(Document extract)

Enabling Entrepreneurs: An Impact Evaluation of a Business Incubator Development Program in Uganda

In the post COVID-19 era, Uganda will rely on the capacity of small and medium-scale enterprises (SMEs) to re-start growth. Supporting SMEs to grow and gain scale is therefore central to both government and the private sector. However, SMEs face two main types of bottlenecks. On the one hand, SME entrepreneurs do face strategy bottlenecks – the soft skills associated with business management, decision making and leadership. On the other hand, SMEs still suffer from operational bottlenecks – execution of better business processes and practices that enable growth. Interventions aiming at supporting SMEs often provide some kind of business training or generic mentoring with limited regard to the types of skills entrepreneurs lack. In this pilot study, we intend to test the impact of an intervention that combined comprehensive business training and targeted strategy or operations mentoring to highly skilled and growth-oriented entrepreneurs in Uganda. This study will contribute to emerging knowledge of improving SME productivity in a post-COVID-19 era especially the hitherto untested mentoring packages.

(End Document extract)
(Dataset extract)

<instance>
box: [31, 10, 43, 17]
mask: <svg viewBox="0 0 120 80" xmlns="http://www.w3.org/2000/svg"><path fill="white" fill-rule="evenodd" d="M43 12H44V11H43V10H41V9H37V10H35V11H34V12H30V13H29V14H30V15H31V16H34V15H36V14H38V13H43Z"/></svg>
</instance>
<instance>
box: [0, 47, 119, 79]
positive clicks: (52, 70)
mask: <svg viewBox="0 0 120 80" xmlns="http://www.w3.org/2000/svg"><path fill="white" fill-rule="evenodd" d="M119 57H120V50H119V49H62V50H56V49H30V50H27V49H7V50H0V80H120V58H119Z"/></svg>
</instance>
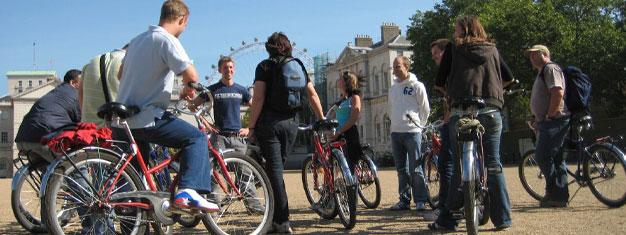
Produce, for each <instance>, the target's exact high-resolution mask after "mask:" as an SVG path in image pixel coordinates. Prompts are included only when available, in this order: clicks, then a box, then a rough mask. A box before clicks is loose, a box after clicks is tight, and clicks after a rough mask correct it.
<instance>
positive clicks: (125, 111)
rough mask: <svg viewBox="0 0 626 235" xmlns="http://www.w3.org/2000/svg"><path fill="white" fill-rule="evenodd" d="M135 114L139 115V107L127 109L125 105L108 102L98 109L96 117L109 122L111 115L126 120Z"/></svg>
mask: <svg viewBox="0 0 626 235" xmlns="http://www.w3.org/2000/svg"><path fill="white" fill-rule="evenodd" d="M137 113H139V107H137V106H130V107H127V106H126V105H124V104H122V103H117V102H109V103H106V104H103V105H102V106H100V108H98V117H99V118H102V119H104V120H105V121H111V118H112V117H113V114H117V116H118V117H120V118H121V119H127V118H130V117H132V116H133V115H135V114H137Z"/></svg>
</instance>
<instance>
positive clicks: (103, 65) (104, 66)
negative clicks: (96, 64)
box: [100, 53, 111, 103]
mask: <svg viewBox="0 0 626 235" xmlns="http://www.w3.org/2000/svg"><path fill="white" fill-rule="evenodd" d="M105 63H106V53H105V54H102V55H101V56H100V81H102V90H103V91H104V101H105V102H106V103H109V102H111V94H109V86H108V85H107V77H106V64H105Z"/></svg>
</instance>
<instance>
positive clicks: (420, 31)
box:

(End Dataset extract)

• Instructions
1) From the Uganda business incubator evaluation, list the soft skills named as part of strategy bottlenecks.
2) Answer from the Uganda business incubator evaluation:
(a) What will Uganda rely on to re-start growth in the post COVID-19 era?
(b) What do operational bottlenecks consist of?
(c) To what kind of entrepreneurs was the tested intervention given?

• Outputs for the tasks
1)
- business management
- decision making
- leadership

2)
(a) The capacity of small and medium-scale enterprises (SMEs).
(b) Execution of better business processes and practices that enable growth.
(c) Highly skilled and growth-oriented entrepreneurs in Uganda.